■ Assigned task:
A precise copy of the data is required, with every picture left out.

■ Dataset extract:
= = =

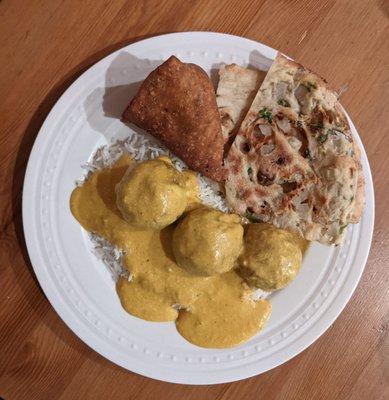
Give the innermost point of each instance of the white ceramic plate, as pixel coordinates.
(78, 285)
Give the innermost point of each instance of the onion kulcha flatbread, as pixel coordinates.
(294, 162)
(176, 103)
(235, 92)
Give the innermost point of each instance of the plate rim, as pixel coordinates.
(71, 320)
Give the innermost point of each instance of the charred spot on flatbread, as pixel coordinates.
(294, 162)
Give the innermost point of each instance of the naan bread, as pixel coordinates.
(235, 92)
(294, 162)
(177, 104)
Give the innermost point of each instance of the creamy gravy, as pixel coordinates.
(215, 311)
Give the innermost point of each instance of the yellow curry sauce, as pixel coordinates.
(215, 311)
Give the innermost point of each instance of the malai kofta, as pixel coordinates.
(208, 242)
(152, 194)
(271, 257)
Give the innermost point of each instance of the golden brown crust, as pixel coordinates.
(177, 104)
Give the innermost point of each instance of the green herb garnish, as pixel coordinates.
(309, 85)
(307, 154)
(283, 103)
(342, 228)
(322, 138)
(266, 114)
(318, 125)
(250, 173)
(334, 131)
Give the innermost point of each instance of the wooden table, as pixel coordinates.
(45, 45)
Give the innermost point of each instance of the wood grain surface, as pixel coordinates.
(46, 44)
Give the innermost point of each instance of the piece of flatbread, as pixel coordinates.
(294, 162)
(176, 103)
(235, 92)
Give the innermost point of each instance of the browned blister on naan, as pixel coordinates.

= = =

■ Answer to the exercise:
Give the innermost point of each instance of the white ceramic plate, as pixel coordinates.
(78, 285)
Give the innermost point of each instance of the onion kulcha flatbread, as pixel coordinates.
(294, 162)
(176, 103)
(235, 92)
Give the innermost point of each instance of the plate rim, as pixel coordinates.
(71, 320)
Give the innermost point of each instance of the charred spot on flatbread, as pixel coordinates.
(294, 162)
Give the innermost point of each instance of the naan bread, as pixel coordinates.
(235, 92)
(294, 162)
(177, 104)
Give the innermost point of each instance of the creamy gravy, as pixel coordinates.
(215, 311)
Give the innermost point of each instance of the yellow curry sauce, as pixel coordinates.
(215, 311)
Give the innermost point of each instance of the malai kofta, as pixel coordinates.
(208, 242)
(152, 194)
(271, 257)
Give the innermost point of each instance of the golden brown crust, as pixel coordinates.
(177, 104)
Give the innermost point of each instance of the green herb garnish, as pixel coordinates.
(309, 85)
(307, 154)
(283, 103)
(342, 228)
(322, 138)
(266, 114)
(318, 125)
(250, 173)
(334, 131)
Give the innermost point of each instance of the wooden table, as pixel coordinates.
(45, 45)
Give the innermost point of each instance of the wood grain surface, as pixel coordinates.
(46, 44)
Give the innermost point of each instance of the piece of flatbread, as pixel coordinates.
(294, 162)
(176, 103)
(235, 92)
Give the innermost point of each instance of the browned blister on naan, as pixel coordinates.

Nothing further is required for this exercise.